GOAL:
Extend the passage below comparing momentum and batch gradient descent, starting right after its final sentence.

━━ DOCUMENT PASSAGE

5. Comparing Momentum Gradient Descent

Momentum GD
def gradient(theta):
    return 2 * theta  # Gradient of the loss function J(theta) = theta^2

def loss_function(theta):
    return theta ** 2  # Loss function J(theta) = theta^2

def momentum_gd_ewma(theta_init, learning_rate, beta, num_steps):
    theta = theta_init
    v = 0  # Initialize velocity (EWMA starts at 0)
    history = []

    for step in range(num_steps):
        grad = gradient(theta)
        v = beta * v + learning_rate * grad  # EWMA formula for momentum
        theta -= v
        loss = loss_function(theta)  # Calculate loss
        history.append(theta)
        print(f"Step {step+1}: Parameter = {theta:.4f}, Loss = {loss:.4f}")
        if loss < 1e-2:  # Stop if loss is very small
            break
    return None

# Parameters
theta_initial = 10
learning_rate = 0.1
beta_1 = 0.5
steps = 50

# Run the Momentum Gradient Descent
momentum_gd_ewma(theta_initial, learning_rate, beta_1, steps)
Step 1: Parameter = 8.0000, Loss = 64.0000
Step 2: Parameter = 5.4000, Loss = 29.1600
Step 3: Parameter = 3.0200, Loss = 9.1204
Step 4: Parameter = 1.2260, Loss = 1.5031
Step 5: Parameter = 0.0838, Loss = 0.0070
Batch GD
theta_initial = 10
learning_rate = 0.1
beta_1 = 0 # making GD like Batch GD
steps = 50

# Run the Momentum Gradient Descent
momentum_gd_ewma(theta_initial, learning_rate, beta_1, steps)
Step 1: Parameter = 8.0000, Loss = 64.0000
Step 2: Parameter = 6.4000, Loss = 40.9600
Step 3: Parameter = 5.1200, Loss = 26.2144
Step 4: Parameter = 4.0960, Loss = 16.7772
Step 5: Parameter = 3.2768, Loss = 10.7374
Step 6: Parameter = 2.6214, Loss = 6.8719
Step 7: Parameter = 2.0972, Loss = 4.3980
Step 8: Parameter = 1.6777, Loss = 2.8147
Step 9: Parameter = 1.3422, Loss = 1.8014
Step 10: Parameter = 1.0737, Loss = 1.1529
Step 11: Parameter = 0.8590, Loss = 0.7379
Step 12: Parameter = 0.6872, Loss = 0.4722
Step 13: Parameter = 0.5498, Loss = 0.3022
Step 14: Parameter = 0.4398, Loss = 0.1934
Step 15: Parameter = 0.3518, Loss = 0.1238
Step 16: Parameter = 0.2815, Loss = 0.0792
Step 17: Parameter = 0.2252, Loss = 0.0507
Step 18: Parameter = 0.1801, Loss = 0.0325
Step 19: Parameter = 0.1441, Loss = 0.0208
Step 20: Parameter = 0.1153, Loss = 0.0133
Step 21: Parameter = 0.0922, Loss = 0.0085

Here,

  • With momentum (\(\beta=0.5\)), the algorithm “remembers” the previous gradients and accelerates the descent, converging in 5 steps.

━━━━
━━ DATA PROVIDED

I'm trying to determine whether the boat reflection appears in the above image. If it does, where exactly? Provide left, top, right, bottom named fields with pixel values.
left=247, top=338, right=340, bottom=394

━━━━
━━ DATA PROVIDED

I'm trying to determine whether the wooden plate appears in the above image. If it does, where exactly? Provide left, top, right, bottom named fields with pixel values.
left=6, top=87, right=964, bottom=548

━━━━

EXPECTED ANSWER:
  • Without momentum (\(\beta=0\)), each step is based solely on the current gradient, so it converges more slowly, taking 21 steps.

The optimizer is able to “skip over” areas where the gradient changes direction frequently, enabling faster progress.

  • The addition of momentum significantly speeds up convergence in gradient descent.
  • When momentum is used, past gradients help the algorithm move faster, especially in the directions where the gradient is consistently large.
Convergance Time taken
Code
import numpy as np
import matplotlib.pyplot as plt

# Define the gradient and loss function
def gradient(theta):
    return 2* -theta**2 * (np.sin(theta))**2 + 2*theta*np.cos(theta)*np.sin(theta) + theta**2 * (np.cos(theta))**2  # Gradient of the loss function J(theta) = theta^2

def loss_function(theta):
    return 2*(theta ** 2)* np.sin(theta) * np.cos(theta)  # Loss function J(theta) = theta^2

# Gradient Descent without Momentum
def gd_no_momentum(theta_init, learning_rate, num_steps):
    theta = theta_init
    history = []
    for step in range(num_steps):
        grad = gradient(theta)
        theta -= learning_rate * grad
        history.append(theta)
        # if loss_function(theta) < 1e-2:  # Stop if loss is very small
        #     break
    return np.array(history)

# Gradient Descent with Momentum (EWMA)
def momentum_gd_ewma(theta_init, learning_rate, beta, num_steps):
    theta = theta_init
    v = 0  # Initialize velocity (EWMA starts at 0)
    history = []
    for step in range(num_steps):
        grad = gradient(theta)
        v = beta * v + learning_rate * grad  # EWMA formula for momentum
        theta -= v
        history.append(theta)
        # if loss_function(theta) < 1e-2:  # Stop if loss is very small
        #     break
    return np.array(history)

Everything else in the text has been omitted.